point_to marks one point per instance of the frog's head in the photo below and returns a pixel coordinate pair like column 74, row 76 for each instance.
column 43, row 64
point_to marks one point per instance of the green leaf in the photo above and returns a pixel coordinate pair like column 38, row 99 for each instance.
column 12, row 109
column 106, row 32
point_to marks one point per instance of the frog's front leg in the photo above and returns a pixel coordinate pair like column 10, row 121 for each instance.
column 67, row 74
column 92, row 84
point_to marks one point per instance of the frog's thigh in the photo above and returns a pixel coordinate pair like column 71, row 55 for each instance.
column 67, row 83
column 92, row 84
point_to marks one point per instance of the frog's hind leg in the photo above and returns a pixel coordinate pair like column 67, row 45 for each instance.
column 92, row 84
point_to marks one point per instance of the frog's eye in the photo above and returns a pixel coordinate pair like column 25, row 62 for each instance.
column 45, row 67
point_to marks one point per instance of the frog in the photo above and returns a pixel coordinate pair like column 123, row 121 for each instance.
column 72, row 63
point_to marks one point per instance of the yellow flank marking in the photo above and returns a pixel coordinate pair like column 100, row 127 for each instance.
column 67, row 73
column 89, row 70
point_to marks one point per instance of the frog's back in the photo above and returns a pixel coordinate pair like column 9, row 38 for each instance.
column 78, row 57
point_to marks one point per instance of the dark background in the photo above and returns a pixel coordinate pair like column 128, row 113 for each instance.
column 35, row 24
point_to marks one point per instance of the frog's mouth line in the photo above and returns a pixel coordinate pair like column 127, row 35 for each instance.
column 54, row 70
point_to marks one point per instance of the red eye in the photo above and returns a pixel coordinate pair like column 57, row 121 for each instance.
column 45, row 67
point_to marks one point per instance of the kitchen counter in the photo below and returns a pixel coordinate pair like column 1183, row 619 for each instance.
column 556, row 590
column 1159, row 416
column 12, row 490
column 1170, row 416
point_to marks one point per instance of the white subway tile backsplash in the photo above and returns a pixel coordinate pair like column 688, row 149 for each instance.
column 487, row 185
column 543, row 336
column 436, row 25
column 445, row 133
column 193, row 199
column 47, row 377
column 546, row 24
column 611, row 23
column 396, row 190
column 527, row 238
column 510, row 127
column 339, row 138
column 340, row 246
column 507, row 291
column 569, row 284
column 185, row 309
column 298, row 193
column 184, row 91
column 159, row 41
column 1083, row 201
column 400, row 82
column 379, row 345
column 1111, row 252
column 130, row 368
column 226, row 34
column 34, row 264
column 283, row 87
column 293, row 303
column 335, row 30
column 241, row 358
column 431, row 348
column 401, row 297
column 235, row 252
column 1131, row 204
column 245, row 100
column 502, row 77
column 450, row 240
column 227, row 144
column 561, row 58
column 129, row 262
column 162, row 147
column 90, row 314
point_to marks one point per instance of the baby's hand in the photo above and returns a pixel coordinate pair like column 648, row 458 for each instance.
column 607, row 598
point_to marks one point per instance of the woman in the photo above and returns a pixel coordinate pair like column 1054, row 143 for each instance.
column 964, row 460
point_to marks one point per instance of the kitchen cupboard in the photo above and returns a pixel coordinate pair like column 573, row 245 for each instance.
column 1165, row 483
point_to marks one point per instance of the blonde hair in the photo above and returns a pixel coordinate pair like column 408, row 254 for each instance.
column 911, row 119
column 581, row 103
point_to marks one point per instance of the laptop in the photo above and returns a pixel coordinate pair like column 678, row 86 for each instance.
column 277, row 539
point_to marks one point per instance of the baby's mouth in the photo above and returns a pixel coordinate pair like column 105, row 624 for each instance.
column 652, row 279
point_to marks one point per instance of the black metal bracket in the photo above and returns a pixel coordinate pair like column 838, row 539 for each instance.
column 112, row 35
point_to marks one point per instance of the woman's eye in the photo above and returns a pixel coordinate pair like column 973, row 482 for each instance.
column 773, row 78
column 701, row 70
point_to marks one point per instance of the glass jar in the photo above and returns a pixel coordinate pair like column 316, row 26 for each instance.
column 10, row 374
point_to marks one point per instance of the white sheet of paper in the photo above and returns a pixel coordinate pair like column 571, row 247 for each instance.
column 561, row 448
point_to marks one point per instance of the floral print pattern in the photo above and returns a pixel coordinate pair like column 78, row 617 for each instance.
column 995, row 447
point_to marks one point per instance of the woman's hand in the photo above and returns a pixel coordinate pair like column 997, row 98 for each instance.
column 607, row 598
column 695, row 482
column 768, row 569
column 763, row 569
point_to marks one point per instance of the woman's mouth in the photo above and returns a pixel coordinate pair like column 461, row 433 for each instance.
§ §
• _Task requirements_: Convert the records above into a JSON list of strings, with one string for each line and blank lines omitted.

• _Finished exercise_:
[
  "point_to marks one point per instance of the frog's head in the photo below and returns a pixel coordinate pair like column 74, row 76 for each instance.",
  "column 43, row 64",
  "point_to marks one point per instance of the green leaf in the photo above and returns a pixel coordinate pair like column 38, row 99 for each instance.",
  "column 12, row 109",
  "column 106, row 32",
  "point_to marks one point per instance of the frog's front leg in the photo above and returns a pixel coordinate pair like column 10, row 121 for each instance.",
  "column 67, row 74",
  "column 92, row 84",
  "point_to marks one point per instance of the frog's thigh in the photo above and returns a pixel coordinate pair like column 71, row 55 for each instance.",
  "column 67, row 83",
  "column 92, row 84",
  "point_to marks one point per instance of the frog's hind leg in the photo above and returns a pixel coordinate pair like column 67, row 45 for each instance.",
  "column 92, row 84",
  "point_to marks one point per instance of the frog's eye in the photo above and returns a pixel coordinate pair like column 25, row 62 for each instance.",
  "column 45, row 67",
  "point_to marks one point per instance of the frog in the photo above and returns a pixel coordinate pair like column 123, row 121 for each instance.",
  "column 72, row 63",
  "point_to marks one point per instance of the yellow flank marking in the photo above and returns a pixel coordinate pair like column 100, row 127 for each instance.",
  "column 67, row 73",
  "column 89, row 70",
  "point_to marks one point per instance of the frog's back in the photo above and returns a pixel coordinate pair like column 9, row 38 for each instance.",
  "column 78, row 57",
  "point_to marks one point per instance of the dark background in the photo above and returns a pixel coordinate pair like column 128, row 113 for each instance.",
  "column 35, row 24",
  "point_to marks one point per instance of the frog's mouth line in the photo above and returns a pixel coordinate pair like column 127, row 35 for each instance.",
  "column 54, row 70",
  "point_to marks one point per instance of the red eye in the photo above and returns a pixel coordinate pair like column 57, row 121 for each instance.",
  "column 45, row 67",
  "point_to marks one point per instance of the kitchen counter in the photo below and returns a pixel coordinate pair like column 1183, row 619 for each instance.",
  "column 556, row 590",
  "column 1159, row 416",
  "column 12, row 490",
  "column 1170, row 416",
  "point_to marks one point per instance of the white subway tile backsplash in the photo above and returns a pixel coordinate pair like column 688, row 149 for each instance.",
  "column 487, row 185",
  "column 543, row 336",
  "column 436, row 25",
  "column 445, row 133",
  "column 193, row 199",
  "column 47, row 377",
  "column 546, row 24",
  "column 611, row 23",
  "column 396, row 190",
  "column 527, row 238",
  "column 510, row 127",
  "column 339, row 138",
  "column 340, row 246",
  "column 507, row 291",
  "column 569, row 284",
  "column 185, row 309",
  "column 298, row 193",
  "column 184, row 91",
  "column 159, row 41",
  "column 1083, row 201",
  "column 400, row 82",
  "column 379, row 345",
  "column 1111, row 252",
  "column 130, row 368",
  "column 226, row 34",
  "column 34, row 264",
  "column 283, row 87",
  "column 293, row 303",
  "column 335, row 30",
  "column 241, row 358",
  "column 431, row 348",
  "column 401, row 297",
  "column 235, row 252",
  "column 1131, row 204",
  "column 245, row 100",
  "column 502, row 77",
  "column 450, row 240",
  "column 227, row 144",
  "column 561, row 58",
  "column 129, row 262",
  "column 162, row 147",
  "column 90, row 314",
  "point_to marks one point per instance of the baby's hand in the photo above and returns a pixel coordinate pair like column 648, row 458 for each instance.",
  "column 607, row 598",
  "point_to marks one point per instance of the woman in the photo above and returns a pixel coordinate pair like column 1054, row 143 for each instance.",
  "column 964, row 460",
  "point_to marks one point per instance of the kitchen cupboard in the photo above and returns a pixel coordinate pair like column 573, row 245 for each instance.",
  "column 1165, row 483",
  "point_to marks one point per instance of the blonde hair in the photo above and returns a pixel coordinate pair like column 408, row 254 for each instance.",
  "column 911, row 119",
  "column 581, row 103",
  "point_to marks one point per instance of the laptop in the photo above and returns a pixel coordinate pair like column 678, row 86 for each instance.",
  "column 277, row 539",
  "point_to marks one point per instance of the baby's mouth in the photo above and returns a pixel coordinate pair like column 105, row 624 for each instance.",
  "column 652, row 279",
  "point_to marks one point per instance of the black metal bracket in the photo above and returns a pixel coordinate pair like column 838, row 539 for each instance.",
  "column 112, row 35",
  "point_to marks one point per instance of the woman's eye in the photo above and returns a pixel coordinate pair like column 973, row 482 for each instance.",
  "column 773, row 78",
  "column 701, row 70",
  "point_to marks one point per instance of the glass jar in the photo above and returns a pixel coordinate pair like column 316, row 26 for each instance.",
  "column 10, row 374",
  "point_to marks one point per instance of the white sheet of paper in the photo above and returns a pixel coordinate pair like column 571, row 247 for each instance.",
  "column 561, row 448",
  "point_to marks one point per instance of the floral print pattern in the photo above and returns a pixel coordinate pair like column 78, row 617 for each instance.",
  "column 995, row 447",
  "point_to marks one point per instance of the woman's hand in the photo above and returns a pixel coordinate pair like column 997, row 98 for each instance.",
  "column 607, row 598",
  "column 695, row 482",
  "column 768, row 569",
  "column 763, row 569",
  "point_to marks one point per instance of the woman's mouth in the photo above and returns a pixel coordinate pair like column 461, row 433 for each instance."
]